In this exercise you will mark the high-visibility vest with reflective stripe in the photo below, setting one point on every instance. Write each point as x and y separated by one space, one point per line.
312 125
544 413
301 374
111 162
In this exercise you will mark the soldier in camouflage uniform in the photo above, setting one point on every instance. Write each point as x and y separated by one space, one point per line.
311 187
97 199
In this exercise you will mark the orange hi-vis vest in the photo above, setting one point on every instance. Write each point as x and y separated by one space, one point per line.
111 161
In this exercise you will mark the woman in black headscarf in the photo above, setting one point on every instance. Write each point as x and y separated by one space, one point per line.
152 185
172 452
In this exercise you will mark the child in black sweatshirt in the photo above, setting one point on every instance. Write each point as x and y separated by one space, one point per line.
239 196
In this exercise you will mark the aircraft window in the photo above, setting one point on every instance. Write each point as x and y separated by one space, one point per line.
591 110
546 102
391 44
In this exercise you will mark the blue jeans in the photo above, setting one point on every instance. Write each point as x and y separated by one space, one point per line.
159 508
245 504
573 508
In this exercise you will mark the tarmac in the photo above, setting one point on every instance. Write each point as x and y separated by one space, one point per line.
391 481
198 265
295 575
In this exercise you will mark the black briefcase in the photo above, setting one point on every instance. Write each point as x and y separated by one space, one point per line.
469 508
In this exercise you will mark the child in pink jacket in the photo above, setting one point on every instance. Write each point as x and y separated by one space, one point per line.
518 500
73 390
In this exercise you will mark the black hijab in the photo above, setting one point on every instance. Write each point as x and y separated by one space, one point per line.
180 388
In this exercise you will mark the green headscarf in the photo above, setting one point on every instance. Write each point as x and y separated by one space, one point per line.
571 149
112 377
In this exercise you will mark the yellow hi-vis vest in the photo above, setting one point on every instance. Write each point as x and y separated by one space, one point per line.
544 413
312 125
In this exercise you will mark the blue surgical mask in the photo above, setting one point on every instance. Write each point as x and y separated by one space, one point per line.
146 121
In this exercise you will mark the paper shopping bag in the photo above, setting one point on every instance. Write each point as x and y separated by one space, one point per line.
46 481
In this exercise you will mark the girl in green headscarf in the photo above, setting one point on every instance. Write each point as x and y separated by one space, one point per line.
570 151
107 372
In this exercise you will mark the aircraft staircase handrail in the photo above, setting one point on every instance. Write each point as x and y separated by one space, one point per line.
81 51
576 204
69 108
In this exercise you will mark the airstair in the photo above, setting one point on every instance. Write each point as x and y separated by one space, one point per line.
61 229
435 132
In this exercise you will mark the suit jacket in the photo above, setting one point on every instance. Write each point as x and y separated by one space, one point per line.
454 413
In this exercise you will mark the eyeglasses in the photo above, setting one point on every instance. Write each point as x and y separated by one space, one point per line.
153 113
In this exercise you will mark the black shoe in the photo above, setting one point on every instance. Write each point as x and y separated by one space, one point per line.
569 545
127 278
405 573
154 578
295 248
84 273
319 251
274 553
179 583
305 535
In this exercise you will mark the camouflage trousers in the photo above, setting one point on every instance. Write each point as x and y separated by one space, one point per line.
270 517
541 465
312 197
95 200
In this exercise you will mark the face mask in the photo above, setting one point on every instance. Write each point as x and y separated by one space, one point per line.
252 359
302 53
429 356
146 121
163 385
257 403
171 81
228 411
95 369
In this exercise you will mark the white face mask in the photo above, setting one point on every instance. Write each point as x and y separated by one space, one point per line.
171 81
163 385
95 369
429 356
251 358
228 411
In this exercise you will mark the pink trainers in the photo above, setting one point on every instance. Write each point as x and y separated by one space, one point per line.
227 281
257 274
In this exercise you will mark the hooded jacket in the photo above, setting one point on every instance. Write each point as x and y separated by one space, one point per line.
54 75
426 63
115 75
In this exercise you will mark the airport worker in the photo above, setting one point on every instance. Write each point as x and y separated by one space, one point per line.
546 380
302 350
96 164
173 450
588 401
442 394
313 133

###

**The problem**
Working through the records above, copy each one exactly.

**Answer for this exercise**
In this exercise you will mark the high-visibility vest with reflective stripe in the photo below, setting one point on every instance. Write each point as x and y separated by one space, one point per line.
312 125
544 413
301 374
111 162
In this exercise you will mark the soldier in camouflage uniform in the photo above, setting one point on every instance. Write each point as x and y separated by one space, one point per line.
311 187
97 199
In this exercise you will mark the orange hi-vis vest in the photo above, setting one point on every instance. Write each point as x and y separated by one space, one point per line.
111 161
In this exercise you will mark the woman in black headscarf in the photo above, setting one point on every instance. Write each point as x and y separated by one space, one point per line.
152 185
172 452
In this exercise you will mark the child in black sweatshirt in the photo above, setting one point on every instance. Write each point as x and y separated by one space, one point per line.
239 196
In this exercise you will mark the aircraft window in the photo above, setting one point on every instance. Write each point as x and y separated by one space, one point per line.
591 110
546 102
391 44
In this exercise you will mark the blue jeans in the photo above, setting one point on every instance. Write each point as x and y separated by one space, one point per line.
159 508
245 504
573 508
In this exercise you will mark the tarmac in the photo above, setting one point on every instance. Write each point as x and y separated by one space, one point per line.
391 481
198 265
295 575
In this exercise you will mark the black briefcase in the photo above, setting one point on every instance. Write each point as x and y separated by one space, one point per line.
469 508
In this exercise you will mark the child in pink jacket in the photo above, setting one point on every instance. Write each point as x and y separated by one space, one point per line.
518 500
73 390
In this exercise you will mark the black hijab in the photo above, setting one point on every instance. Write each point as x and y separated by one space, one point per line.
180 388
In this exercise you will mark the green headscarf in the photo above, setting one point on every instance. Write each point as x and y separated by one space, one point per line.
571 149
112 377
In this exercise you will mark the yellow hi-vis vest in the photo above, setting one point on every instance. Write each point as x and y separated by one space, one point per line.
544 413
312 125
In this exercise you will mark the blue surgical mask in the photo above, setting one point on every instance. Write each point as x and y separated by one space, one point per line.
146 121
In this exercise you will mark the paper shopping bag in the photo above, setting one point on every instance. Write each point as x and y separated by one space, one point per line.
46 481
In this exercise you will mark the girl in green headscarf in the photo above, setting one point on every instance. Write each point as x and y separated by one space, one point per line.
570 151
107 372
In this exercise you will mark the aircraft staircase handrail in the photo above, setting one point on every instance. Write each point as x and y separated by one space, one point per line.
81 51
576 204
69 108
In this exercise you will mark the airstair in the photo above, setting one point on every instance. Write each point as x and y separated by one space, one point per line.
61 229
435 132
In this exercise you will mark the suit jacket in the photo above, setting one point on every instance. Write each point as x and y separated by one space, one point per line.
454 413
In this exercise you will mark the eyeglasses in the photo above, setting one point on every instance. Write each point as x and y separated by one space, one point per line.
153 113
In this exercise you will mark the black shoe in the photo above, setting one point on every instance. Write each point as x and y separated by one space, one point per line.
569 545
127 278
405 573
154 578
295 248
84 273
319 251
274 553
179 583
305 535
In this exercise you will mark the camouflage trousers in the photo above, setting one point on every instance. Write each point as x and y separated by one space, one point per line.
270 517
541 465
312 197
95 200
In this exercise you will mark the face mask in the photo above, setting one point on every instance. Write each point as x and y separated by one space, one point per line.
252 359
302 53
429 356
146 121
163 385
257 403
171 81
228 411
95 369
In this exercise you will mark the white face mask in the photo above, setting one point on every instance. Write each point as x and y separated by one space, one point per line.
171 81
163 385
95 369
429 356
251 358
228 411
In this exercise you will mark the pink trainers in the photo above, setting one point on every instance. Write each point as x and y separated by one space, one point per line.
227 281
257 274
In this exercise you will mark the hooded jacket in the photo above, setting one point on every instance. Write each point as x and y separated by one space, one point per line.
54 75
426 63
115 75
In this exercise you will mark the airport worker in the photo above, setting one point on every instance. Write each point as x and y separated by one space, one point per line.
546 380
302 350
96 164
173 450
588 401
442 394
313 133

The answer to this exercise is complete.